### SELECTED TEXT:
To milk a goat, you squeeze the teat –- hard -– right where it meets the udder. This pinches the milk in the teat and prevents it from going back up into the udder when you squeeze (think of a water balloon). Then you squeeze downwards, increasing finger by finger, till you’ve reached the bottom of the teat. Sometimes I do both at once, sometimes I alternate. It’s a challenge to get the squirts of milk to always go in the bucket, especially with Zilpah, whose teats are smaller. Sometimes you spray your thigh, or the side of the bucket, which makes a metallic tang. When you get it right in the bucket, though, you make a satisfying frothy sound.
It takes a while, though goat-milking is definitely a skill that improves with time. And while you’re tugging away, you have good time to think. This is an animal. An animal who lactates. Whose udder fills twice a day with sweet tasty creamy milk, which we drink on cereal, in our coffee, and use to make cheese and yogurt. It’s wonderful!
You also think about what it would be like to do this every morning of your life. Keeping a milking goat is not a huge responsibility, but it is a constant one. I spent about an hour this morning milking 2 goats, feeding a third, and collecting eggs from the chickens and feeding them. Not impossible, and not at all a bad way to start a day. But what if I had kids? What if I wanted to stay in bed late with somebody cozy? What if I wanted to go out at night, my kids in a play at school, dinner with friends? Goats like to be milked on a schedule; we milk Angie and Zilpah at 7am and as close to 7pm as possible every day. That puts quite a wrench in quite a number of things you might want to do with your time.

### DATASET EXCERPTS:
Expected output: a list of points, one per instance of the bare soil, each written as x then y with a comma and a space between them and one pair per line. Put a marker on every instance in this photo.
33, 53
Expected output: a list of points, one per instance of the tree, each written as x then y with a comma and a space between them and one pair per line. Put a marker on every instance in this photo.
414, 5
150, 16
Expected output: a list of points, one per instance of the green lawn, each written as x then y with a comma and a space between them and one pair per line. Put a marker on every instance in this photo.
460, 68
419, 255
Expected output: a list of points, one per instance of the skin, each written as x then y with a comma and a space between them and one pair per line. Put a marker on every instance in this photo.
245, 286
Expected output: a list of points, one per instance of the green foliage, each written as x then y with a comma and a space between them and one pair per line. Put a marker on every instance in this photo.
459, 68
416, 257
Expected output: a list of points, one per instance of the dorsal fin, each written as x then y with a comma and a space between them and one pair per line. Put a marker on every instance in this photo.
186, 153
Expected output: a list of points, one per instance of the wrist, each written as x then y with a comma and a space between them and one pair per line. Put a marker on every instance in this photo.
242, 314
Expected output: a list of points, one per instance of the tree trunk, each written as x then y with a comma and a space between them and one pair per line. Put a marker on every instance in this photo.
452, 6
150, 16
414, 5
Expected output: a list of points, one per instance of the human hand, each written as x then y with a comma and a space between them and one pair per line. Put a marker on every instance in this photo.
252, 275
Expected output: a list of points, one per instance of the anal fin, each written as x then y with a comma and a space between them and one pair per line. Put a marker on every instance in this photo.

### GOALS:
a. Please copy the goat-milking passage from "To milk a goat, you" up to and including "satisfying frothy sound.".
b. According to the goat-milking passage, at what times are Angie and Zilpah milked each day?
c. Decide whether each statement agrees with the goat-milking passage, answering yes or no and quoting the words that settle it: (i) Zilpah's teats are smaller. (ii) Keeping a milking goat is a huge responsibility. (iii) The morning's milking and feeding took about an hour.
The records are separate material with no connection to the goat-milking passage.

### TASK RESULTS:
a.
To milk a goat, you squeeze the teat –- hard -– right where it meets the udder. This pinches the milk in the teat and prevents it from going back up into the udder when you squeeze (think of a water balloon). Then you squeeze downwards, increasing finger by finger, till you’ve reached the bottom of the teat. Sometimes I do both at once, sometimes I alternate. It’s a challenge to get the squirts of milk to always go in the bucket, especially with Zilpah, whose teats are smaller. Sometimes you spray your thigh, or the side of the bucket, which makes a metallic tang. When you get it right in the bucket, though, you make a satisfying frothy sound.

b. At 7am and as close to 7pm as possible.

c.
(i) Yes: "especially with Zilpah, whose teats are smaller."
(ii) No: "Keeping a milking goat is not a huge responsibility, but it is a constant one."
(iii) Yes: "I spent about an hour this morning milking 2 goats, feeding a third, and collecting eggs from the chickens and feeding them."